=== Excerpt ===
☆ ☆ ☆ ☆ ☆
Hello Beautiful Souls,
I’m taking a vacation for August, so no healing sessions and no Love eLetter until September. I hope that you enjoy the rest of your summer!
I’ve crested into something incredibly useful for me around fear and how to use it well.
It has global, even multi-dimensional implications.
It’s also really simple at base, though it will take me a bit to explain it, so bear with me.
My goal is that it sparks things in your own thinking, your own feelings, your own actions.
I’m not sharing this as capital ‘T’ Truth.
I’m sharing it as my truth, in the hopes that helps you, refine and uncover your own.
Fear is a driving force in my life, and I see it—because I have this bias— a lot.
I work with fear in myself, fear in my family, fear in my ancestry, fear in my culture, fear in the nations I grew up in and live in—political, social, and economic fears; global fears, environmental fears… you name it. Lot’s and lot’s of levels and layers.
The thing that’s crystallized recently is that we are making a home in fear.
There’s this whole portion of society that has set up house here.
We’re not only camped out, we’ve built a home.
A whole village-Fearville.
A civilization.
And we live here.
Together.
One big frightened family.
Yay.
We’re scared of everything. And why shouldn’t we be?:
We’re toxifying our environment.
We’re at war, killing each other.
We’re enslaving and trafficking each other.
Poverty is rampant.
Blah, blah, blah, blah.
I’m not making light of these things, it’s just that the list is endless.
It’s hopeless.
It’s destabilizing.
Hugely uncomfortable,
and very taxing on the physical, mental, and emotional bodies.
To the point that it’s debilitating.
The thing that’s really come to me about fear is that: we don’t need to live here.
This is not meant to be a home.
This is meant to be a sign or a signal.
It’s destabilizing on purpose.
We’re meant to do things as a result, not perch here.
Let’s look at: what is fear for?
Fear is a really uncomfortable emotion. It comes in lots of flavors—anger, hate, blame, shame, etc.. I’m using it as a catchall term for all of those things.
Some people think we should get rid of it, or release it, or never feel it.
This, I do not agree with.
For me, fear is a beautiful part of being a human. It’s meant to be a sign or a signal that something is not right. If I’m blaming or shaming someone, it’s “Oooh, okay, what’s going on here?” There’s something not right happening. If I start getting angry, that’s me giving myself energy to change– because something’s wrong. Something’s not right for me.
So, as a sign or a signal, it’s an indication: “Elena, something is not good.”
I want these signals.
I want these indications.
Otherwise, I might blithely trundle down a rocky road and face plant before I even notice what’s happening.
Signs are helpful!
☆ ☆ ☆ ☆ ☆
=== Dataset content ===
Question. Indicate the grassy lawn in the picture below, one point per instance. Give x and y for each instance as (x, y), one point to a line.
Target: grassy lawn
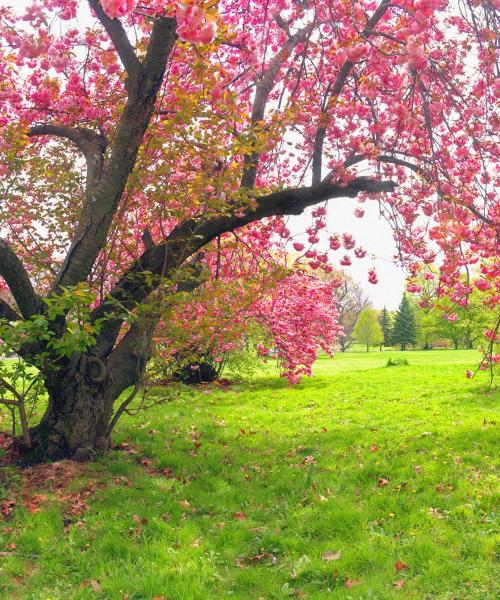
(363, 482)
☆ ☆ ☆ ☆ ☆
=== Tasks ===
1. Rewrite the paragraph beginning "For me, fear is a beautiful part" from the letter about fear above as a short bulleted list that keeps its main points.
2. Pick up the letter about fear above from its last sentence and keep writing in the same voice.

=== Set of answers ===
1.
- Fear is a beautiful part of being human.
- It serves as a sign or signal that something is not right.
- Blaming or shaming someone points to something wrong that deserves a closer look.
- Anger supplies energy to change because something is not right.

2.
What I want to do with them, though, when fears arise, is
pause and pay attention.
Notice them.
Feel them.
Learn from them…
What is this sign or signal specifically telling me?
What change do I want to make?
Where am I uncomfortable?
Why am I uncomfortable?
What do I need or want to do to feel more comfortable?
What giant leap or baby step can I make in the direction of more comfort and less fear, less discomfort?
What different direction do I want to take?
My point here is that fear is useful.
It’s helpful.
I want it.
Ideally, I want it as a sign or a signal—a momentary thing.
Fear is like turning on my turn signal, my indicator: “Okay, I’m turning now.”
And then, as I start to turn, it should turn off. I don’t want to keep going around in a little roundabout forever, circling in fear: “I’m in fear, I’m in fear. I’m in fear.”
No.
Turn.
Go down a different road.
Signal turns off.
“Okay. I’m not going in a comfortable direction. I’m choosing a different one. Let’s see how this goes.”
Signal turns off (until needed again farther down the road).
I can start walking down that road, taking baby steps or giant leaps—changing things in my life. I’m all the better for it, because I’ve made changes that make life more comfortable. Perfect.
That’s the ideal.
Unfortunately, I feel like what we’re doing as a human civilization at this point—at least those of us that are so wrapped up in fear—is we’re living here.
And we’re convinced that everything is going to hell on all these different levels.
It’s the end times.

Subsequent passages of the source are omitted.